Entries from a pointing dataset:
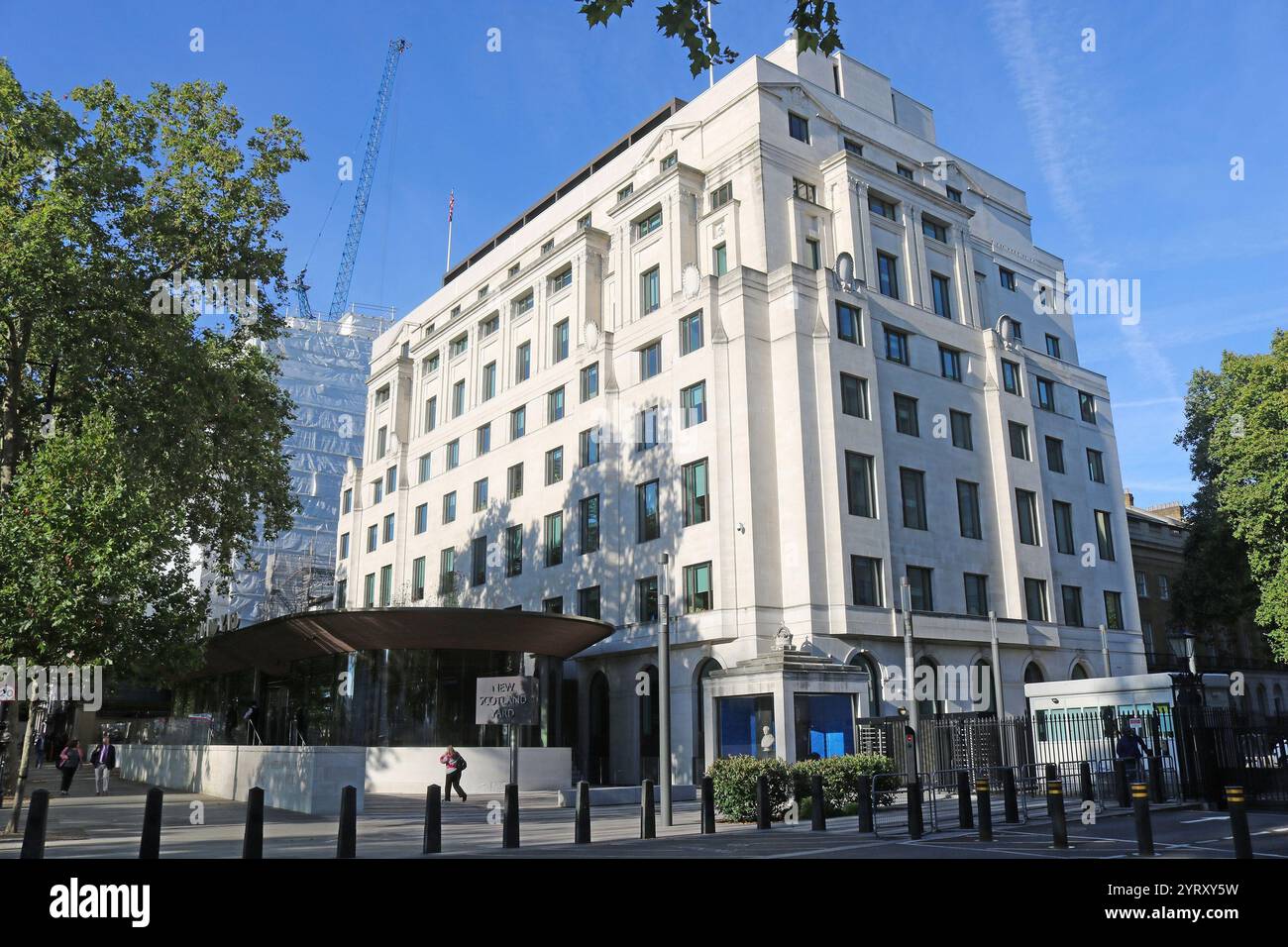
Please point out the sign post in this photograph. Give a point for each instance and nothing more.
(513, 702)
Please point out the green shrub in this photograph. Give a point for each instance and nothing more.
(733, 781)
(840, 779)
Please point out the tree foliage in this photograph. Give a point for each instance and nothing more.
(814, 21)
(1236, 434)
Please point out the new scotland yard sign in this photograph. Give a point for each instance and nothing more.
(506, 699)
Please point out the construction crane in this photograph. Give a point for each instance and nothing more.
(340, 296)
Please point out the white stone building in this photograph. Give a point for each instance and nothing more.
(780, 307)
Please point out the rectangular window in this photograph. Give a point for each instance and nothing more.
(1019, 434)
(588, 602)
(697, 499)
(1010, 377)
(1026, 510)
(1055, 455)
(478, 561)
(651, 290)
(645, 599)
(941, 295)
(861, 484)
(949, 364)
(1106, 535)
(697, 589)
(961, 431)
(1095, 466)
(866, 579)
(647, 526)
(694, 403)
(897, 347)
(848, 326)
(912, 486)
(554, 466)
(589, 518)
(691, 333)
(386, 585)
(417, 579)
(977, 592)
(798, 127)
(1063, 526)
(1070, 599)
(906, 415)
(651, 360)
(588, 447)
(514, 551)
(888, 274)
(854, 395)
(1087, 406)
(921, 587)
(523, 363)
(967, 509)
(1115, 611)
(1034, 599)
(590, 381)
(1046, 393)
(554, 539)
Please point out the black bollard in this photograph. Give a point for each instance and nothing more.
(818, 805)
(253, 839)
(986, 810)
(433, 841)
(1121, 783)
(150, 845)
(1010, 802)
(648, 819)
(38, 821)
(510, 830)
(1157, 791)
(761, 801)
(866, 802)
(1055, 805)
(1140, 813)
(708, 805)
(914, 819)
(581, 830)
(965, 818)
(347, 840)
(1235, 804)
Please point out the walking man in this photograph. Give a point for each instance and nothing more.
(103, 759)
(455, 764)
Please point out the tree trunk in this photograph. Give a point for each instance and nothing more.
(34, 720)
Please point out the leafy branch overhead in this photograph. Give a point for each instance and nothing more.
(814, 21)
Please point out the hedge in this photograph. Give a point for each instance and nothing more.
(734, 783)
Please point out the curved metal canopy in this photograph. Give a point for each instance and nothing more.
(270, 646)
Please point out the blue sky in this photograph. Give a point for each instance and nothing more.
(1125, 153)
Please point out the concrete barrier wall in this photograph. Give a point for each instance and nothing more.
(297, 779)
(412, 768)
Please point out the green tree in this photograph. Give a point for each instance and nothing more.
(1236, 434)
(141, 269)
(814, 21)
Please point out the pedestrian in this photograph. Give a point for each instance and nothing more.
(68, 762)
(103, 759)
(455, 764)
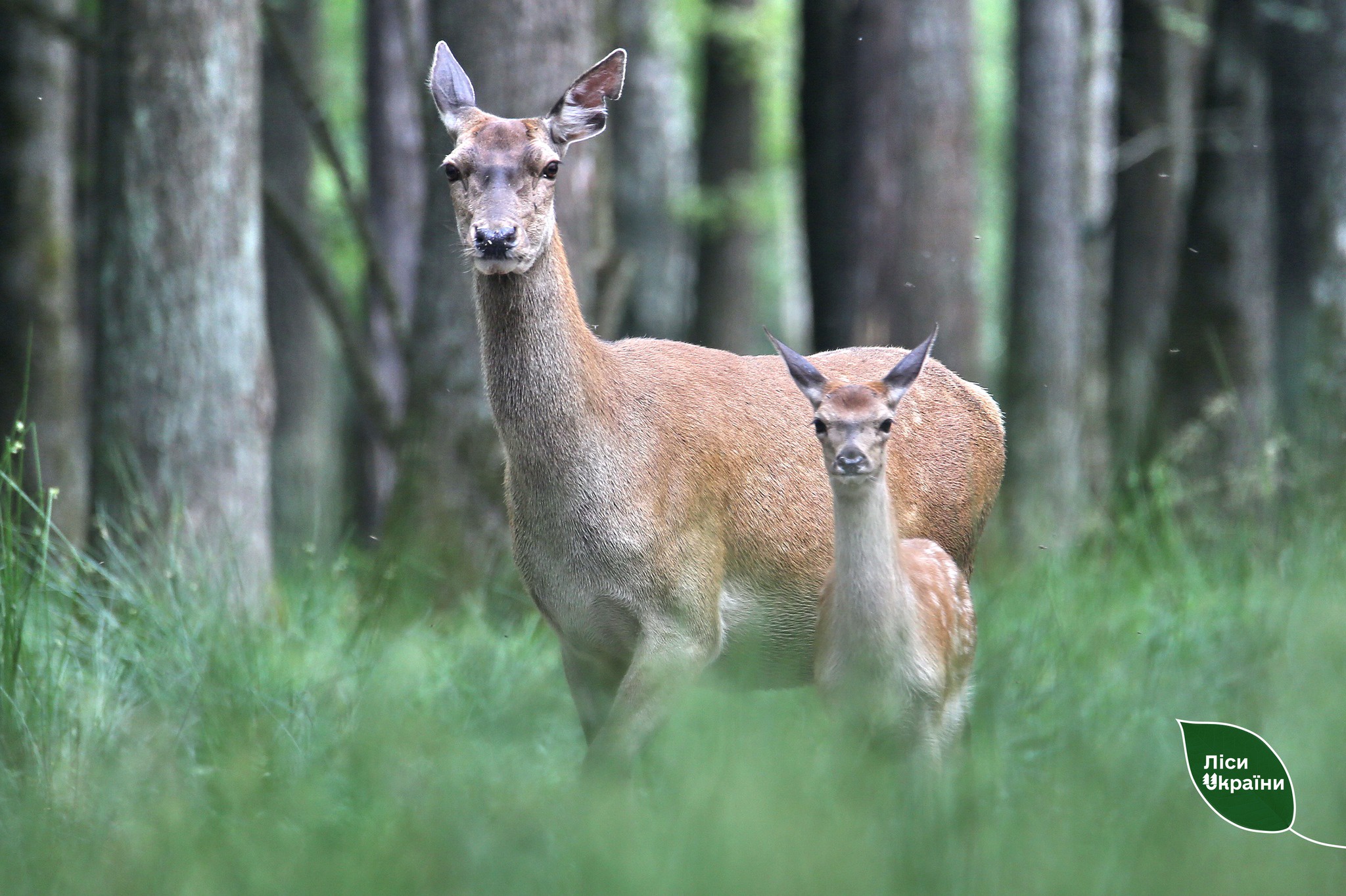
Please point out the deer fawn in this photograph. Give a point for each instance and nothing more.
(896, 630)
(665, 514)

→ WORK INSTRUCTIONS
Retype every line of the entries above word for word, leaving out the pictures.

→ SOLUTION FOR THIS PROBLEM
Please point out the sign post in this photograph. Give a point for each instance and nothing more.
(513, 702)
Please point out the green shrub in this photograph. Give a point for each instance and nothing more.
(733, 781)
(840, 779)
Please point out the tree foliage in this photograph. Give a point for each instance and nothing more.
(814, 21)
(1236, 434)
Please point out the new scotland yard sign in this photograph. Give a point for each instance and nothing more.
(506, 699)
Please point out the construction crane in this photograph. Give a point for each instance and nothing more.
(340, 296)
Please point out the white stone building in this photograph. Give a point for each instance and nothing more.
(780, 307)
Please point out the rectangular window in this photograph. Give a point for each instance and nothing more.
(1019, 434)
(588, 602)
(697, 499)
(1010, 377)
(1026, 510)
(1055, 455)
(478, 561)
(651, 290)
(645, 599)
(941, 295)
(861, 484)
(949, 364)
(1106, 535)
(697, 589)
(961, 431)
(1095, 466)
(866, 579)
(647, 526)
(694, 403)
(897, 347)
(848, 326)
(912, 486)
(554, 466)
(589, 518)
(691, 333)
(386, 585)
(417, 579)
(977, 592)
(798, 127)
(1063, 526)
(1070, 599)
(906, 415)
(651, 360)
(588, 447)
(514, 551)
(888, 274)
(854, 395)
(1087, 406)
(921, 587)
(523, 363)
(967, 509)
(1115, 611)
(1034, 599)
(590, 381)
(1046, 393)
(554, 539)
Please point out the black bollard in this photograph. Give a point for each instance and nothing more.
(818, 805)
(253, 839)
(986, 810)
(433, 841)
(1121, 783)
(150, 845)
(1010, 802)
(648, 819)
(38, 821)
(510, 830)
(1157, 791)
(761, 801)
(866, 802)
(1055, 805)
(1140, 813)
(708, 805)
(914, 819)
(581, 830)
(965, 818)
(347, 840)
(1235, 804)
Please point out the walking man in this photograph. Give a point for each instance and nothing more.
(103, 759)
(455, 764)
Please point out the tree trunk in this photograph. Give a point for each instance and nothing more.
(34, 720)
Please point out the leafy branch overhead in this photograph. Give a point for each instance and nothing more.
(814, 21)
Please point out the hedge in this photograph. Give a point for each instance and nothing more.
(734, 783)
Please point out the curved metal canopy in this photograph. Give a point for each instance and nothing more.
(270, 646)
Please point out the blue sky in this photograph. Give a point for each instance and nothing more.
(1125, 153)
Please point out the concrete barrier wall in this photograph. Give a point for each instance and nothing more.
(297, 779)
(412, 768)
Please point out the green tree in this photograph. Give a point for each instance and nothing more.
(1236, 434)
(141, 269)
(814, 21)
Please point out the pedestrian in this photograph. Give a point for each instance and nothing more.
(68, 762)
(103, 759)
(455, 764)
Please point out the deer fawn in this photograph. Give a point for each instance and nothing more.
(896, 630)
(665, 514)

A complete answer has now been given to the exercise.